──────── SUPPLIED TEXT

Authors:Shuva Das & Sherajul Mustajib Sharif*
It is generally perceived that refugees are curse for host countries though the former often play positive roles for the latter. The context of Bangladesh over hosting Rohingya refugees is portrayed in such a way that demonstrates they are solely an obvious danger for the country in the areas of its economy, politics, environment, health, and security. The above argument is true but it is a one-sided view which is enough to make hospitable Bangladeshis hostile against the Rohingya. Thus, it is crucial to explore in which areas the Rohingya have made positive contributions in Bangladesh. In this article, we intend to elucidate the economic benefits offered by the displaced Rohingya for the host country.
Brief Overview of the Rohingya Crisis
The Rohingya crisis is one of the worst humanitarian disasters in the modern world. The degree of violence and persecution taken against the Rohingya by the military of Myanmar has reached in an extremely horrendous extent in which an UN fact finding team in 2018 found genocidal elements. The Rohingya are an ethno-religious Muslim minority group of Myanmar. Though they have lived in Rakhine state of the country for centuries, to the Burmese government and Buddhists they are illegal Bengali immigrants who came from the present Bangladesh to Rakhine State for works during British colonial rule. The Burmese government withdrew their citizenship status through the “1982 Citizenship Act”, rendering them stateless. Since 1978, they have experienced several brutal military crackdowns and every time they have taken shelter in Bangladesh. In particular, since 2017 when the military of Myanmar launched “clearance operation” against the Rohingya in retaliation of an insurgent attack allegedly carried out by a Rohingya rebel group known as the Arakan Rohingya Salvation Army on several police posts, a significant number of Rohingya, over 740,000, have fled to Bangladesh from Myanmar. This number with the previously remaining Rohingya refugees has exceeded the one-million mark in the host country, intensifying the level of strain on it.

────────────────
──────── DATA LINES

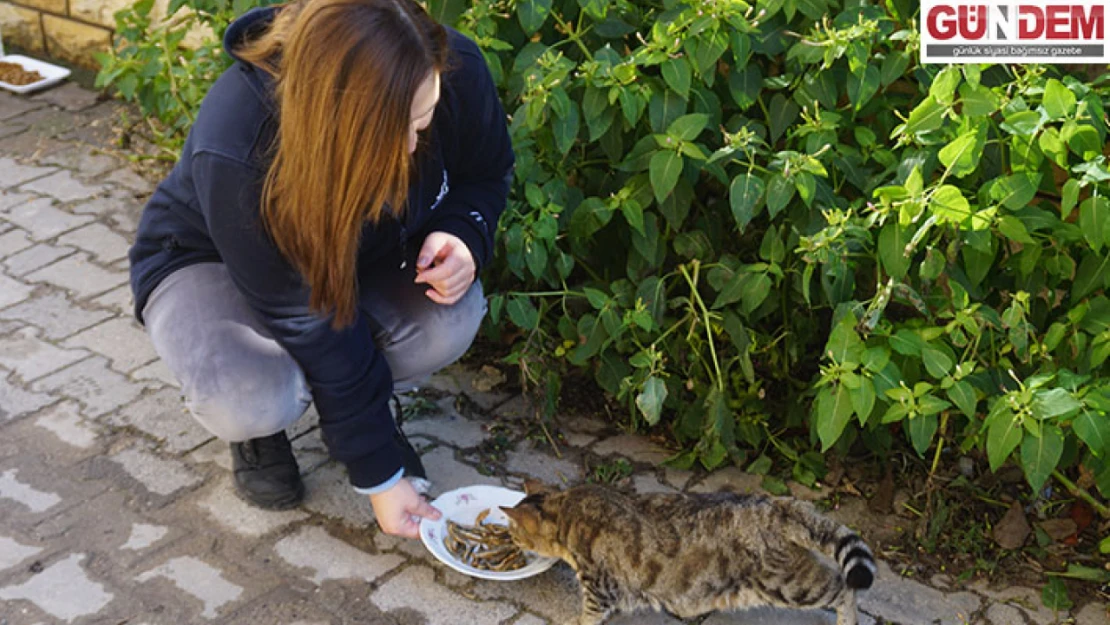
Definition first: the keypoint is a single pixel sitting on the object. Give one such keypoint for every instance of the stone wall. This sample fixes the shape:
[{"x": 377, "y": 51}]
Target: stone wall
[{"x": 67, "y": 30}]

────────────────

== WHAT TO DO ==
Resume the article on Rohingya refugees in Bangladesh after its last sentence, not the data.

== WRITTEN RESPONSE ==
Economic Advantages Offered by the Rohingya Refugees
Bangladesh is a small developing country and with a population of about 16.7 million, it is the world’s eighth most populous country. In these circumstances, over one additional million Rohingya refugees are competing with cheaper labor against many local people for jobs in the Rohingya-hosted areas in the Cox’s Bazar district of the nation, and they have put extreme pressure on its limited resources. Nonetheless, to graduate from the pool of the UN’s Least Developed Countries, with the massive refugee burden Bangladesh successfully accomplished all three required criteria in 2018 and is on track to be graduated by 2024. On an average, the real GDP growth of the country from 2017 to the running 2020 has also remained stable at around 7.70. The Rohingya influx has immense significance on the thriving economy of Bangladesh.
To begin with, Rohingya refugees have created numerous job opportunities for many Bangladeshi people who are working as volunteers, relief specialists, researchers, health workers and so on in almost 150 national and international aid groups and non-governmental organizations currently operating in Rohingya camps. In the United Nations High Commissioner for Refugees (UNHCR), for instance, more than 200 Bangladeshis have been employed to enhance its operational efficiency on the refugee crisis. Through working in humanitarian organizations, they are earning not only handsome salaries but quality skills. Besides, a good number of local people of the Rohingya-hosted areas in Bangladesh are doing transportation jobs to convey goods in the Rohingya camps.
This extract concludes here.